• _Instructions for the task_:
Copy out the lines below verbatim, beginning with the line that contains "Pest-scouting request: point out the wooden plank" and continuing through the final line.

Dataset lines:
● ● ● ● ●
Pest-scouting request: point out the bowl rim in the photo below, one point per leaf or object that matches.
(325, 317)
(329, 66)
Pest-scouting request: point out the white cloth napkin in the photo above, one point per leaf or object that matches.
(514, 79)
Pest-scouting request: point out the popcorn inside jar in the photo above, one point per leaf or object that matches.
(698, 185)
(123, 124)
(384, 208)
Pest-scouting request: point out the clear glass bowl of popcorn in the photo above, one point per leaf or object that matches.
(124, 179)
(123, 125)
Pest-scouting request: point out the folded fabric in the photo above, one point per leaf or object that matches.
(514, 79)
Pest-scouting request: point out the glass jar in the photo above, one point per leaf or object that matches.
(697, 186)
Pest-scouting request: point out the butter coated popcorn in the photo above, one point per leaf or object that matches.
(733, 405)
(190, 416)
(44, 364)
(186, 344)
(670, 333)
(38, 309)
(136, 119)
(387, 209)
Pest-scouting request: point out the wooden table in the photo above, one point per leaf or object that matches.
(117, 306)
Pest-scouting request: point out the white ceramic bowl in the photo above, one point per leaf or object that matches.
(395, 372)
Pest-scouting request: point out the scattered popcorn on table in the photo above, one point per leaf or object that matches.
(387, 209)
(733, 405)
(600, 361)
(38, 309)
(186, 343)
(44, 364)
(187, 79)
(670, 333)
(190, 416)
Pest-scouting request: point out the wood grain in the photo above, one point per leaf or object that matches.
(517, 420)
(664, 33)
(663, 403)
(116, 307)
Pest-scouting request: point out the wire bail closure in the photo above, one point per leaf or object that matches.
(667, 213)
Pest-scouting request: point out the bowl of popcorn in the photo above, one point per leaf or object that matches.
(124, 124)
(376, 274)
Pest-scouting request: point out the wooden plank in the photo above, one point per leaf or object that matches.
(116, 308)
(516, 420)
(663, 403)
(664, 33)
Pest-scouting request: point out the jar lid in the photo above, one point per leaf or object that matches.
● ● ● ● ●
• _Exercise response_:
Pest-scouting request: point out the wooden plank in the photo above, one point per leaf or object that matches.
(116, 308)
(516, 420)
(663, 403)
(664, 33)
Pest-scouting request: point out the jar lid in the photo above, one point per leaf or object that matches.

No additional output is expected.